*** Recorded information ***

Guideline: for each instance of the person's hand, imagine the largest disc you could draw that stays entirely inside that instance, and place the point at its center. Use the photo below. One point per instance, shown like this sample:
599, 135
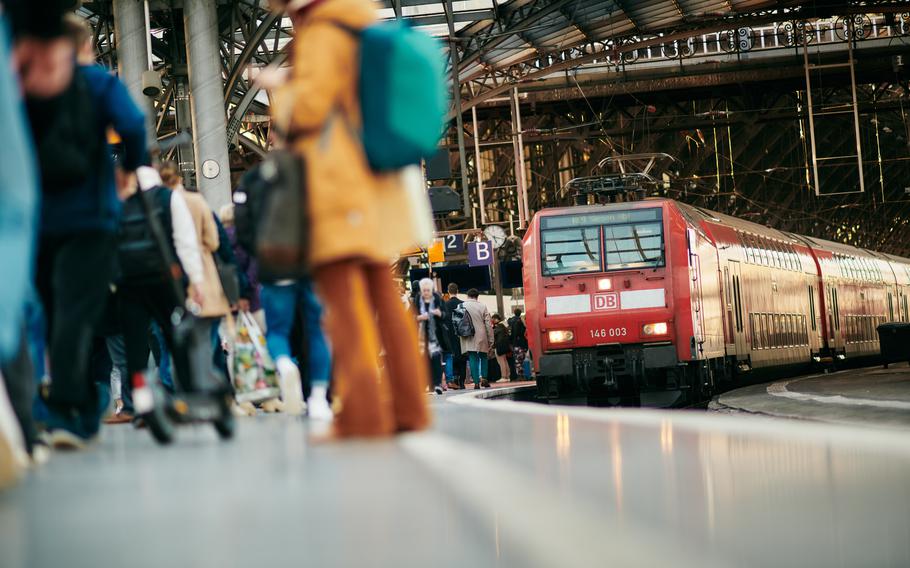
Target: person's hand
272, 77
45, 66
126, 183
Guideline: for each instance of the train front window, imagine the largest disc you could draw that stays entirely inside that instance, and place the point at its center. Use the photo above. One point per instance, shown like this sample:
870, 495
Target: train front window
570, 251
635, 245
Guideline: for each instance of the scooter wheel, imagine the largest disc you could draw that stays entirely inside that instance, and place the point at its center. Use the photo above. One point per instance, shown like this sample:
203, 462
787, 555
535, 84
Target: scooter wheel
225, 425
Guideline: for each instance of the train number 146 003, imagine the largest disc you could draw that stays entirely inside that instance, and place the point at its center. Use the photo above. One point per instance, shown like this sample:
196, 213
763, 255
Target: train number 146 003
611, 332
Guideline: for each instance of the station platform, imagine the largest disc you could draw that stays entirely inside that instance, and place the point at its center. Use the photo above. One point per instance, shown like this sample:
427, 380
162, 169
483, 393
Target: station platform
495, 483
872, 396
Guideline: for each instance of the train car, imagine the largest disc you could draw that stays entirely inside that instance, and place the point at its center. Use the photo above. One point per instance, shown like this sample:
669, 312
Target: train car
665, 301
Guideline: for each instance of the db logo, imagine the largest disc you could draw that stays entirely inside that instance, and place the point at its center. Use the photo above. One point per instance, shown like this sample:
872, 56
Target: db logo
608, 301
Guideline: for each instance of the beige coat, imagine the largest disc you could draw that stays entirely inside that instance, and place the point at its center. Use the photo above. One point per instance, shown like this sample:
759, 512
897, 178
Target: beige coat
214, 302
482, 341
355, 212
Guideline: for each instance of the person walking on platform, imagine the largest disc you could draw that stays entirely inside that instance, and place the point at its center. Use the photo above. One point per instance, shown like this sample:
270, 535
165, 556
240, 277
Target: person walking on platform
479, 345
283, 300
42, 66
502, 347
79, 220
434, 332
214, 303
144, 292
357, 223
456, 363
518, 334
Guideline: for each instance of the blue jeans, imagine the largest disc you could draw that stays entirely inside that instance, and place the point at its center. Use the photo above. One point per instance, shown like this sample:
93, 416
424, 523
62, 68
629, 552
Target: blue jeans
164, 358
281, 303
478, 364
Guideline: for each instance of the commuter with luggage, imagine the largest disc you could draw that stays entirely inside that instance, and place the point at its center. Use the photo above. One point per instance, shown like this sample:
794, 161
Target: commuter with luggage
434, 332
79, 221
518, 334
284, 296
361, 212
475, 331
456, 363
144, 289
502, 347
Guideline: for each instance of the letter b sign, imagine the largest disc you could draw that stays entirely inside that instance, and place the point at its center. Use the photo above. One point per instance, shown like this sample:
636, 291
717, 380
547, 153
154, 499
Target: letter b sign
480, 253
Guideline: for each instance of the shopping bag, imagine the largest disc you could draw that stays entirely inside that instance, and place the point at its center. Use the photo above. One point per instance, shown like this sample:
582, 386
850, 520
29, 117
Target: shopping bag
254, 376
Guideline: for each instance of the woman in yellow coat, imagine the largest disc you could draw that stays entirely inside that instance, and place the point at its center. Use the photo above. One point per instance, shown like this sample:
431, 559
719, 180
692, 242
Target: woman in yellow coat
359, 223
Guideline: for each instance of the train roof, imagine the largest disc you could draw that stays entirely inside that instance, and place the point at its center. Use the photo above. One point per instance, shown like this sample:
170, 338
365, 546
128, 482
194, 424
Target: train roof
733, 222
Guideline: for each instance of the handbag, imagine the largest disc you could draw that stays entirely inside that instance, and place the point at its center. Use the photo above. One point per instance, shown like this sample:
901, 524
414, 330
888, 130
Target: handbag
283, 236
254, 375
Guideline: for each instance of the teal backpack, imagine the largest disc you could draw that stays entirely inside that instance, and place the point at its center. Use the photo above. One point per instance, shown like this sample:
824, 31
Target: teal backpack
403, 95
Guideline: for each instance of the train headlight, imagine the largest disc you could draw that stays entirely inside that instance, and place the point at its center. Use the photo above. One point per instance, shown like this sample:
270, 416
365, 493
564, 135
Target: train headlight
654, 328
561, 336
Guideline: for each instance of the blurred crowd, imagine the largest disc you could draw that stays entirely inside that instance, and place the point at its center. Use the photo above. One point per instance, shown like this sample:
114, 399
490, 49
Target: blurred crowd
117, 274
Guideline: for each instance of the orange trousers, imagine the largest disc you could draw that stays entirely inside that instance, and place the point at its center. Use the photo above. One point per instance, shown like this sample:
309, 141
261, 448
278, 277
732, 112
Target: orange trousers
364, 316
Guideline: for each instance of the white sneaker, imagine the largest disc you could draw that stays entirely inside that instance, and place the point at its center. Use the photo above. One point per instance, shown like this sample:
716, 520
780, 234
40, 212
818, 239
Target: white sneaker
318, 405
291, 391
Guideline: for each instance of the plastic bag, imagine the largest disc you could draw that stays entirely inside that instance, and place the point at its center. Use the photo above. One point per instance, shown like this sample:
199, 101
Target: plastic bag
253, 370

***

● Challenge:
Would you mind returning each entry above word for word, skipping the images?

● Result of the task:
Guideline: for each instance of the person's hand, imagine the largest disc you could draw that stays entirely inside that instance, and place the point at its center. Use the photo below. One point per instance, shown like this sample:
599, 135
Target: person's hand
272, 77
45, 66
126, 183
Guideline: for each instance of the train front window, imagine the largest disc you could draw that stays entirely inside that instance, and place the point at its center. Use the photo above. One point per instance, shown like this sample:
870, 495
Target: train front window
570, 251
635, 245
Guideline: for each instance of the scooter wheel, imagine the largest disc you could draw that stays entirely inside that instance, and place the point at its center. Use the photo above. One point per instance, shown like this sample:
203, 462
787, 555
535, 84
Target: scooter wheel
225, 425
Guideline: for each instance of the train number 146 003, imagine the largest disc you could draw that stays entirely inside that instance, and place the point at its center. Use the photo above. One point per instance, shown like this sample:
196, 213
763, 255
Target: train number 146 003
611, 332
Guideline: for each instance of the station platform, imagine the largest disc you could draw that stays entirely inside that instance, and place the point at its center. Use the photo above. One point per instance, shown like this sample:
427, 380
162, 169
483, 393
Target: station platform
495, 483
872, 396
Guideline: for each instance of the train car, imagine the largest disc you could draw that stays entirely inside that instance, and place the point at its center. Use the photo above. One point per instance, shown like this sample:
669, 312
Target: train car
665, 301
Guideline: for each instance of the db logo, imagine the largest disc you could draw that stays entirely inside that instance, and place the point at its center. Use the photo above. One point per instance, shown like this sample:
872, 56
Target: db logo
608, 301
Guideline: for each instance of the beige coat, imagine the largest disc you could draw that stays entirely inside that instance, and place the point at its center. Use the photo above. One point per instance, shown like this sample:
759, 512
897, 178
Target: beige coat
214, 302
482, 341
355, 212
Guideline: for each instance of the person walking on platform, imagine the largest disc you could draw that stays entirely inside that instance, and place the point at its center. Use the photo above. One point per instance, shown like this sample:
270, 535
165, 556
240, 277
Target: person walking on platform
479, 345
283, 300
42, 66
502, 347
79, 220
434, 332
214, 303
144, 292
357, 223
456, 363
518, 334
Guideline: for each instance of the blue jeans, imagine the largest disc you could draw that stays entirely inside that instance, and place the point at its center. Use the photo above. One point per instance, shown like this sample:
93, 416
424, 523
62, 68
629, 552
Target: blue jeans
164, 358
281, 303
478, 364
Guideline: for each instance of the commuter with luggage, imagine the largest disc you could draw that stays entirely inside that instance, and place the point at its center. Use the photo above. One point per instance, shown like this sample:
794, 161
Target: commuter with luggage
434, 332
79, 221
518, 334
284, 296
361, 212
475, 331
456, 363
144, 289
502, 347
Guideline: for each instance of the letter b sign, imagine the largest disc you could draw that stays entirely inside that instance, and place the point at its center. Use the photo above. One point per instance, shown like this sample:
636, 291
717, 380
547, 153
154, 499
Target: letter b sign
480, 253
Guideline: for each instance of the shopping bag, imagine the largest disc you could draw that stays entirely inside that instance, and place the point at its center. Use the photo above. One point per instance, shown like this sample:
582, 386
850, 520
29, 117
Target: shopping bag
254, 376
Guideline: for each instance of the woman in yellow coat, imagine the largest disc you could draw that stays entirely inside that instance, and place the point at its center. Use the photo above. One point per instance, shown like this sample:
431, 559
719, 180
692, 242
Target: woman in yellow coat
359, 223
Guideline: for each instance of the train roof, imagine the largest disc you could draw that stays entirely inside that instance, and place the point at its center. Use the photo above. One point per instance, shown like this sample:
170, 338
365, 546
128, 482
194, 424
Target: train roof
733, 222
Guideline: for each instance of the handbag, imagine the largest disc you could draw that stays entirely inside that instance, and place the point at its center. Use the photo above. One point per instance, shown like this sample:
901, 524
414, 330
888, 130
Target: handbag
283, 236
254, 375
Guideline: for each instance of the teal backpack, imagine the largest disc you could draw that stays entirely inside that instance, and place the point at its center. Use the photo above. One point per instance, shown like this sample:
824, 31
Target: teal backpack
403, 95
Guideline: for each instance of the train headlight, imagine the largest disc you could draw that stays entirely inside that instance, and place the point at its center. Use the photo above. One point per instance, shown like this sample:
270, 416
365, 493
564, 135
Target: train headlight
654, 328
561, 336
Guideline: for each instance of the blurred crowd, imagine the largest disc you could draw that stays entirely inside that instance, and place the point at its center. Use the photo above. One point per instance, shown like this sample:
114, 399
490, 49
Target: blurred crowd
117, 274
Guideline: for each instance of the orange trousers, imagine the largest disc you could draw that stays entirely inside that instance, and place the point at its center. Use the photo above. One point per instance, shown like this sample:
309, 141
261, 448
278, 277
732, 112
Target: orange trousers
364, 316
Guideline: for each instance of the white sneaker, imagine the largest disc you could draw that stays entirely inside that instance, and place the point at its center. Use the photo above. One point per instance, shown like this sample:
716, 520
780, 234
40, 212
818, 239
Target: white sneaker
318, 405
291, 391
Guideline: for each instance of the plastic bag, imagine the largest disc you could draw that stays entirely inside that instance, and place the point at its center. Use the photo above. One point per instance, shown like this sample:
199, 101
Target: plastic bag
253, 370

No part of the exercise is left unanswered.